WHAT IS NEEDED:
Count the lines in the rows below that contain the string "cabin", treating uppercase and lowercase letters as distinct, and give only the number.

[Stored entries]
(begin)

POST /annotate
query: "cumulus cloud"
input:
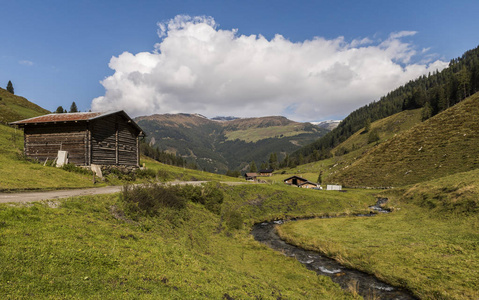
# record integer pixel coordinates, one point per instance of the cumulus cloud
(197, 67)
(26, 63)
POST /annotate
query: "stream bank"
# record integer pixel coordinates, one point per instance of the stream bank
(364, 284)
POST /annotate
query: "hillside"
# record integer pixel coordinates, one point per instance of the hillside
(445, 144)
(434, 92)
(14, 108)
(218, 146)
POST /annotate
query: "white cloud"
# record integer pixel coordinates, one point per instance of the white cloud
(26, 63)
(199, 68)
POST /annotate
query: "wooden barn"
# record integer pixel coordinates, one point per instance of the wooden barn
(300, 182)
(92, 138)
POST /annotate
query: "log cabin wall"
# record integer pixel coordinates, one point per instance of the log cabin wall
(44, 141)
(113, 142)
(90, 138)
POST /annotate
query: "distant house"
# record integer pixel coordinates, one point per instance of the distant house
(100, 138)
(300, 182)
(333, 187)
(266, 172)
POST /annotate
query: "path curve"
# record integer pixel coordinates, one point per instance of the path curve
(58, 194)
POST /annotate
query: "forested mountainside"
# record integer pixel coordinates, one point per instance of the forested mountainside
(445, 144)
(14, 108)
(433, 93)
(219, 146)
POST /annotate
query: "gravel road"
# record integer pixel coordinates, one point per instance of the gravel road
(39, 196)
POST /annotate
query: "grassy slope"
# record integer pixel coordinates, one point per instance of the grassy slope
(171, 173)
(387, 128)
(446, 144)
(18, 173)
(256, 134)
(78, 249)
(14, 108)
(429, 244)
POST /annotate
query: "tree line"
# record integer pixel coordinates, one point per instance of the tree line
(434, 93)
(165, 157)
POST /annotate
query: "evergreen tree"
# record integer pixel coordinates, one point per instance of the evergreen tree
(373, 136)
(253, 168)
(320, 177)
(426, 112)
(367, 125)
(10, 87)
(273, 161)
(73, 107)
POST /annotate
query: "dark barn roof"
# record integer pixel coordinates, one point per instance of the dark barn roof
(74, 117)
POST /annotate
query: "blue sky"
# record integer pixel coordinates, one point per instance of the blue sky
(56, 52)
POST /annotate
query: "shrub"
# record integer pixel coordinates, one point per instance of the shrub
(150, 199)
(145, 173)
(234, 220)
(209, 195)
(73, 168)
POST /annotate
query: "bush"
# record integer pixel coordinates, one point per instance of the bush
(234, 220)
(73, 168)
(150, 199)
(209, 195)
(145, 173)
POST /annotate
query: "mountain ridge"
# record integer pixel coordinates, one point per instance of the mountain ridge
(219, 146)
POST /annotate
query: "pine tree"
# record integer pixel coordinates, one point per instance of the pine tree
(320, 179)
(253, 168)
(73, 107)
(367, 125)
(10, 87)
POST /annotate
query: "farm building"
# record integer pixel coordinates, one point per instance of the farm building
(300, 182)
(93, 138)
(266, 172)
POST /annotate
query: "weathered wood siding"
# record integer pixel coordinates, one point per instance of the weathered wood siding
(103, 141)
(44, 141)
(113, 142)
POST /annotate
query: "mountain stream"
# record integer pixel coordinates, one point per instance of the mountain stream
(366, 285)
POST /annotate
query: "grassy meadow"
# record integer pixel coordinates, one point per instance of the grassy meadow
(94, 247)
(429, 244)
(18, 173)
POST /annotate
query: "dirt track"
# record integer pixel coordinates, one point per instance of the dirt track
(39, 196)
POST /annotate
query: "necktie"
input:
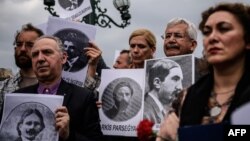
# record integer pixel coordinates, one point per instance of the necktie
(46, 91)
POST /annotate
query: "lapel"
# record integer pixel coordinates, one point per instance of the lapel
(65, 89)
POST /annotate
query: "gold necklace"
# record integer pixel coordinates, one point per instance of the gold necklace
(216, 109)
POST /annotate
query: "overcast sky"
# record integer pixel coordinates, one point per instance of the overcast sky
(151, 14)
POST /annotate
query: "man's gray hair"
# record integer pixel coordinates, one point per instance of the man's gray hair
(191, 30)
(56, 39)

(end)

FULL ANSWER:
2